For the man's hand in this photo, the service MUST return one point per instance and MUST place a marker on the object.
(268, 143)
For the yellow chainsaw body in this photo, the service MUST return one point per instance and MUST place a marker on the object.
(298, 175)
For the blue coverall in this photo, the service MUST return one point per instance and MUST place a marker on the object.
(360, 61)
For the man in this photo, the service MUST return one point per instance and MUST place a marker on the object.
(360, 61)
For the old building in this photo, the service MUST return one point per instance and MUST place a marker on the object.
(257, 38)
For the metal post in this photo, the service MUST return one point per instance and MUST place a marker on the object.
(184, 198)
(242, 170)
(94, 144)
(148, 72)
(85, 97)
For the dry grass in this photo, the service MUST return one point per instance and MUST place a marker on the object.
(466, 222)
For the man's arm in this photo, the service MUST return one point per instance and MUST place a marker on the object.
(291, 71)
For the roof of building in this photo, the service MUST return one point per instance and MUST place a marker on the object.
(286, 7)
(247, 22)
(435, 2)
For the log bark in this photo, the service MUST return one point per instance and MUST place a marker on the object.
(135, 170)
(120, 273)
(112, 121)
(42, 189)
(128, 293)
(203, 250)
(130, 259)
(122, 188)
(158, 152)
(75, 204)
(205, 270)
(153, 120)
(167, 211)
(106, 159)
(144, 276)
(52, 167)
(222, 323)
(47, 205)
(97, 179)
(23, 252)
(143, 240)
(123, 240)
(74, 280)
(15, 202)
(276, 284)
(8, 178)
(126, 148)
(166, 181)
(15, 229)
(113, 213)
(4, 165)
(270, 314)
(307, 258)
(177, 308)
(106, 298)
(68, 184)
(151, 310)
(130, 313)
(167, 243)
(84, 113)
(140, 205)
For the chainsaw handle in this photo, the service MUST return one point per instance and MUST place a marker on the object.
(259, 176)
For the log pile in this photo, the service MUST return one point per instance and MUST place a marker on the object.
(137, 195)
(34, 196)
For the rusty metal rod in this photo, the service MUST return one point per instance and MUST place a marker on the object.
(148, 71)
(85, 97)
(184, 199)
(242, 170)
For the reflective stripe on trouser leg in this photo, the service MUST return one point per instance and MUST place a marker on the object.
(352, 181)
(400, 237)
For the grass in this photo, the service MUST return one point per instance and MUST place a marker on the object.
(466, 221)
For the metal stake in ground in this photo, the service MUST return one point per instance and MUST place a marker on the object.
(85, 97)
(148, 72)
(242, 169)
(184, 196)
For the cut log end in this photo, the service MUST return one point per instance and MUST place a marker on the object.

◆ Aim of the exercise: All the records shown above need to be given again exactly.

◆ Response to this exercise:
For the man's hand in this photo, the service MUST return one point per instance and MUST place a marker on the object.
(268, 143)
For the yellow chainsaw body in this photo, the service MUST return one point per instance and MUST place a marker on the object.
(298, 175)
For the blue coverall in this photo, the service MUST return one point per instance and MUST place a marker on the object.
(360, 61)
For the man in this photo, the service MUST return one point per instance and MUST place a marker on the object.
(360, 61)
For the old building in this photo, the service MUST return one point per instance and MUST place a marker on the object.
(257, 38)
For the metal post in this photo, the service MUST return one point per instance and MUST place a marker on the object.
(184, 198)
(242, 170)
(94, 144)
(148, 72)
(85, 97)
For the dry grass in this photo, the service MUST return one point per instance and MUST place a marker on the object.
(466, 222)
For the man's arm in this photo, the service MUST return one point per instance and MUST place a marker on the object.
(291, 71)
For the roof of building in this photo, the service MUST return one point per instance and MUST place a marker on the object.
(286, 7)
(247, 22)
(435, 2)
For the log bark in this photo, the service MUST return one point per instance and MUST place a marker on the object.
(135, 170)
(120, 273)
(112, 121)
(42, 189)
(128, 293)
(203, 250)
(130, 259)
(122, 188)
(158, 152)
(75, 204)
(205, 270)
(153, 120)
(167, 211)
(106, 159)
(144, 276)
(52, 167)
(222, 323)
(47, 205)
(97, 179)
(23, 252)
(143, 240)
(123, 240)
(74, 280)
(15, 202)
(276, 284)
(8, 178)
(126, 148)
(166, 181)
(15, 229)
(113, 213)
(4, 165)
(270, 314)
(307, 258)
(177, 308)
(106, 298)
(68, 184)
(151, 310)
(130, 313)
(167, 243)
(84, 113)
(140, 205)
For the chainsaw handle in this photo, the service MUST return one point per instance and MUST place a marker on the object.
(259, 176)
For the log pile in this photo, the service MUST return one point per instance and MUST place a marker on the object.
(137, 195)
(34, 196)
For the rusty metal rod in this photo, the service MUST return one point per instance and MUST place a marker on the object.
(148, 71)
(85, 97)
(184, 199)
(242, 170)
For the reflective stripe on trouser leg in this photo, the service MUST return one point per instance and MUST place a marker on the object.
(352, 181)
(400, 237)
For the grass in this photo, the service MUST return one point per instance and MUST place a marker on the object.
(466, 221)
For the metal stake in ground in this photo, the service MUST return one point per instance and MUST place a marker on the object.
(85, 97)
(148, 72)
(242, 169)
(184, 196)
For the cut log end in this photo, the service MUST return one point per instance and MUST place a marker on the object.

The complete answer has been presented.